GIVEN INSTRUCTION:
Swap "instance" for "occurrence" in the entries from the first line up to and including the line with "column 1116, row 521". Leave everything else in those lines unchanged and return only them.

INPUT ROWS:
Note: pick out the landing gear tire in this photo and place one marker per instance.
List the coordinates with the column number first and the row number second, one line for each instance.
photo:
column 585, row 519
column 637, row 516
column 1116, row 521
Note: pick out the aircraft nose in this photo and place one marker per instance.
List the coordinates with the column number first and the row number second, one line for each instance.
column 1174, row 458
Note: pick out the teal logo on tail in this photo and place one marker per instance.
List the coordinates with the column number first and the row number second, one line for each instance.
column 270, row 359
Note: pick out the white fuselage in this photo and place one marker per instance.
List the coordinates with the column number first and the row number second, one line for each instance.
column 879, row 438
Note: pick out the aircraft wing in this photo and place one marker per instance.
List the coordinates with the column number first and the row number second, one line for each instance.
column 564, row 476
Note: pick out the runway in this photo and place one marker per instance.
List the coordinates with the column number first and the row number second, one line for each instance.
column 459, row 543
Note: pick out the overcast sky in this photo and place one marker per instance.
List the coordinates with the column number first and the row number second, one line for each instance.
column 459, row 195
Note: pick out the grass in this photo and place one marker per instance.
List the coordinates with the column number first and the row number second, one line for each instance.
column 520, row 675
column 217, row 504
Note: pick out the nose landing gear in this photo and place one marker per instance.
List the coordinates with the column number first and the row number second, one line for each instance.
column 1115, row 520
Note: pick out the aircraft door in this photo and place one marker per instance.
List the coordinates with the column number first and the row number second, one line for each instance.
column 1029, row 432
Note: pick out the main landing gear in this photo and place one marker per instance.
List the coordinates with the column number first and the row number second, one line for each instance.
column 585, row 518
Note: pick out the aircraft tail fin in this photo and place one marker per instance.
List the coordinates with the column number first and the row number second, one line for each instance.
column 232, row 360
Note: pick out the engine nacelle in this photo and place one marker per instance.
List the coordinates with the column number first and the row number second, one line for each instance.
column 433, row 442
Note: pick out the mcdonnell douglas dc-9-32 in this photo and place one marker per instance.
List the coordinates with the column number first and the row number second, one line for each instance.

WORKED SOLUTION:
Note: pick out the landing gear tire in this photo and place one marker per occurrence.
List the coordinates with the column number first and the row number second, one line for each occurrence.
photo:
column 585, row 519
column 637, row 516
column 1116, row 521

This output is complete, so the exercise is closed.